▶ [What is needed]
Each line below is to be written out in full, exactly as shown.

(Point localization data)
---

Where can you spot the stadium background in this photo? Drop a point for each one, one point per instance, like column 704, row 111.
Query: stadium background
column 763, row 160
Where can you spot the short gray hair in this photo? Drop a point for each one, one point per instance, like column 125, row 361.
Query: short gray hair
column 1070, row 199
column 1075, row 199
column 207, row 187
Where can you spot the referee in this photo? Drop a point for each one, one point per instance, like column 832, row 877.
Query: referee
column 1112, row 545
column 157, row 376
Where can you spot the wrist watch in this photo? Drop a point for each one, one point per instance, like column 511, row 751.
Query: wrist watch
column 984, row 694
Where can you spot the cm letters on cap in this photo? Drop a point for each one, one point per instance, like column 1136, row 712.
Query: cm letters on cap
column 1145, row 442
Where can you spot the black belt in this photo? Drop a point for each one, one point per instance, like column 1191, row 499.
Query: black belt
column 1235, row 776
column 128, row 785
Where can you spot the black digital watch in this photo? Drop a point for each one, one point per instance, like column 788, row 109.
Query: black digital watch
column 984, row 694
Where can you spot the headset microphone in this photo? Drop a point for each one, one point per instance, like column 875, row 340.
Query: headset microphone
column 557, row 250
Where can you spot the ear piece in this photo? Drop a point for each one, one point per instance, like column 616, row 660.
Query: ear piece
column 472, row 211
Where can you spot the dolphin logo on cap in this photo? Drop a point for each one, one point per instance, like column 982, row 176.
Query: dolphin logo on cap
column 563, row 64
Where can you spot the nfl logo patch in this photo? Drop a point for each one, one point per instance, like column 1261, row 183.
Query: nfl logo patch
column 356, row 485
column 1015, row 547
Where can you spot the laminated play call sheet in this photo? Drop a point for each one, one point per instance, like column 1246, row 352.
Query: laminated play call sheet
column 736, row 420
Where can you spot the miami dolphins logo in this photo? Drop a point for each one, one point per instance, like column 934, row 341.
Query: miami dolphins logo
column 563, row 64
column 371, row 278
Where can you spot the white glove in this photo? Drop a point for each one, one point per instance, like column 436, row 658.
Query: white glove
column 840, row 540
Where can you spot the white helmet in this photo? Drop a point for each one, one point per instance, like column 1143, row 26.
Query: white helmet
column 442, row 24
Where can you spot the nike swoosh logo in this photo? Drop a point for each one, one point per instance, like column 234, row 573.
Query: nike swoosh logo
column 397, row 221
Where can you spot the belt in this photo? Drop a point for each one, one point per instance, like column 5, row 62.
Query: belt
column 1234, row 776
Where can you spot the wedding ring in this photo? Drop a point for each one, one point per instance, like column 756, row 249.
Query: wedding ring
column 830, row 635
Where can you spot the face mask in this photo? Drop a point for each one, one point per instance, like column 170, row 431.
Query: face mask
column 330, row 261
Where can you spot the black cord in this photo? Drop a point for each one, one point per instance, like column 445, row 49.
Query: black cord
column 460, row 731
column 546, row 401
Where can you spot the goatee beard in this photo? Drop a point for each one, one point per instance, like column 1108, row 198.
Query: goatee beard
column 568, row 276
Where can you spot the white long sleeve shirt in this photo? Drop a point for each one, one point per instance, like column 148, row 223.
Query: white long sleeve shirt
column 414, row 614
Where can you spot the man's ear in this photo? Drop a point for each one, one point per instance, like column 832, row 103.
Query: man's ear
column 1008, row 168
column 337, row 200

---

▶ [The completed task]
Where can you spot the stadium background in this photo? Drop a point for each one, one point per instance, like column 704, row 111.
Query: stadium background
column 763, row 160
Where can you spot the short gray hair in this photo? Drop a point for each one, one point per instance, like column 125, row 361.
Query: short gray hair
column 1070, row 199
column 1075, row 199
column 207, row 187
Where can you spot the referee in this photo? Drop a point for each one, one point per instance, like column 832, row 877.
Query: referee
column 1112, row 545
column 157, row 376
Where can you spot the wrist watch in this photo? Drop a point for each one, one point per instance, like column 511, row 751.
Query: wrist watch
column 984, row 694
Where can you spot the cm letters on cap in this photo? Drop a point for each one, one point per instance, like column 1136, row 712.
Query: cm letters on cap
column 1145, row 442
Where can you spot the black belt in this photo? Drop a point for each one, one point per instance, like column 1191, row 499.
Query: black belt
column 1235, row 776
column 128, row 785
Where can you spot the black digital watch in this photo? Drop a point for each one, one point per instance, like column 788, row 109.
Query: black digital watch
column 984, row 694
Where can you spot the headset microphone in this photo? Drop a point for each one, one point per instance, like column 875, row 340.
Query: headset microphone
column 557, row 250
Where can you spot the ear piece in this photo? Drop a point for each one, one point per instance, like column 616, row 660.
Query: ear piece
column 472, row 211
Where can you spot the dolphin logo on cap in this photo? Drop a point for each one, one point per instance, like column 982, row 176.
Query: dolphin logo on cap
column 563, row 64
Where can you spot the nfl logo patch in this photo? Drop a point for each one, one point per instance, like column 1261, row 183.
Query: nfl logo patch
column 356, row 485
column 1015, row 547
Where can you spot the laminated play call sheet in this photo? Drop a point for each one, one point per instance, like column 1246, row 352.
Query: laminated play call sheet
column 736, row 420
Where can you spot the miami dolphins logo in this photo? Drop a point for each one, one point per instance, like column 934, row 341.
Query: miami dolphins logo
column 563, row 64
column 371, row 278
Where can you spot the white glove in this photo? Drop a point for each one, one point per instance, like column 436, row 658.
Query: white glove
column 840, row 540
Where can you spot the white helmet in this photo? Drop a point for each one, one point per instance, like column 1143, row 26.
Query: white helmet
column 442, row 24
Where can you spot the nike swoosh logo in this photo? Drop a point for each one, one point per instance, like column 234, row 573.
Query: nike swoosh logo
column 397, row 221
Where can you spot the belt in this photo? Drop a point for each one, one point per instance, like column 5, row 62.
Query: belt
column 1234, row 776
Where can you spot the wedding ring in this photo? Drop a point for each one, one point per instance, like column 756, row 249.
Query: wedding ring
column 830, row 635
Where can you spot the face mask in this photo? Drop a point for each one, one point per instance, like column 170, row 431.
Query: face mask
column 330, row 261
Where can you spot the black cord in this photo? Drop a point for each one, one point per instance, like column 445, row 49.
Query: black cord
column 460, row 731
column 546, row 401
Where can you spot the goatee beard in this photo? Drop a point for each one, one point per instance, like column 1108, row 198.
Query: goatee beard
column 568, row 276
Where can you spot the white long sleeve shirt in this photo? Drop a point for each one, one point per instance, like column 148, row 223.
Query: white long sleeve shirt
column 414, row 614
Where can you spot the man's ear in this photo? Drop a point for each one, one point per instance, like column 832, row 103.
Query: man's ear
column 1008, row 168
column 337, row 200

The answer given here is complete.